§ **Given problem**
Restate the full set of records exactly, word for word.

§ **Dataset rows**

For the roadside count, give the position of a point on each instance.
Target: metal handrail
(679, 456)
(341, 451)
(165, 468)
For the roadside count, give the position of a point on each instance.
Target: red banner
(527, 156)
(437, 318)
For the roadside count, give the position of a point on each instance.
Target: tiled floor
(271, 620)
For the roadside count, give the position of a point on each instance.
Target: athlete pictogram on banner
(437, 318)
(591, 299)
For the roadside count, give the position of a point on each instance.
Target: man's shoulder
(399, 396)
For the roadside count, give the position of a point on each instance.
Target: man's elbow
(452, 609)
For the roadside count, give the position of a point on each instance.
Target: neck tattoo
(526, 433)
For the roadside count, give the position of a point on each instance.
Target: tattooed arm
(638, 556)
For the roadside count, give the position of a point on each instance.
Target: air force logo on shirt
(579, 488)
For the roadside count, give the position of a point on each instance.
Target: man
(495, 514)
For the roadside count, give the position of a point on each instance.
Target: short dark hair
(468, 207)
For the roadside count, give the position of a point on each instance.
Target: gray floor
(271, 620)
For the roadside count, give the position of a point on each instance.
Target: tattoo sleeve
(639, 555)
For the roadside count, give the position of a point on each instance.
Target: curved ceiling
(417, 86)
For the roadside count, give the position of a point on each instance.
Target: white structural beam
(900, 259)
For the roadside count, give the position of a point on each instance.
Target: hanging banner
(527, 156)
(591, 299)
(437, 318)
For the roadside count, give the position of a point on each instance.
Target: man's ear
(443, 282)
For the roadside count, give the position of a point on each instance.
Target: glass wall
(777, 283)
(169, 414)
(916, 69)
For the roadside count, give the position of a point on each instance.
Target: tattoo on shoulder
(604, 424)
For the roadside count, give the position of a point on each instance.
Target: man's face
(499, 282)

§ **Written solution**
For the roadside count, give the position of a point on each instance.
Target: metal handrail
(679, 456)
(341, 451)
(165, 468)
For the roadside count, give the position of a point on each instance.
Target: red banner
(527, 156)
(437, 318)
For the roadside count, give the position of a point on each instance.
Target: tiled floor
(271, 620)
For the roadside count, give the position of a point on each instance.
Target: athlete pictogram on banner
(437, 318)
(591, 299)
For the roadside count, give the position of a point on each instance.
Target: man's shoulder
(399, 396)
For the roadside count, give the position of a point on each instance.
Target: man's elbow
(452, 609)
For the roadside count, give the position of a point on each instance.
Target: neck tattoo
(526, 433)
For the roadside count, give the position of a point on each instance.
Target: tattooed arm
(638, 556)
For the roadside count, give the position of a point on each instance.
Target: air force logo on shirt
(579, 488)
For the roadside count, give the position of a point on each instance.
Target: man
(495, 514)
For the roadside count, give the position of a point on each instance.
Target: short dark hair
(468, 207)
For the roadside count, give the position of a point on each instance.
Target: gray floor
(271, 620)
For the roadside count, give the position of a point on each instance.
Target: tattoo sleeve
(639, 555)
For the roadside count, give the position of a point on each instance.
Target: curved ceiling
(417, 86)
For the roadside count, give the position of a point on each instance.
Target: white structural beam
(900, 259)
For the roadside count, give the position of a point on each instance.
Target: hanging banner
(527, 156)
(591, 299)
(437, 318)
For the roadside count, give the position of a point on each instance.
Target: man's ear
(443, 282)
For the roadside count, give the position of a point on each instance.
Target: glass wall
(777, 283)
(169, 414)
(916, 69)
For the roadside count, give the position of a point on each instance.
Target: tattoo on shoulder
(604, 424)
For the roadside count, give the position of a point on each instance.
Target: man's face
(499, 282)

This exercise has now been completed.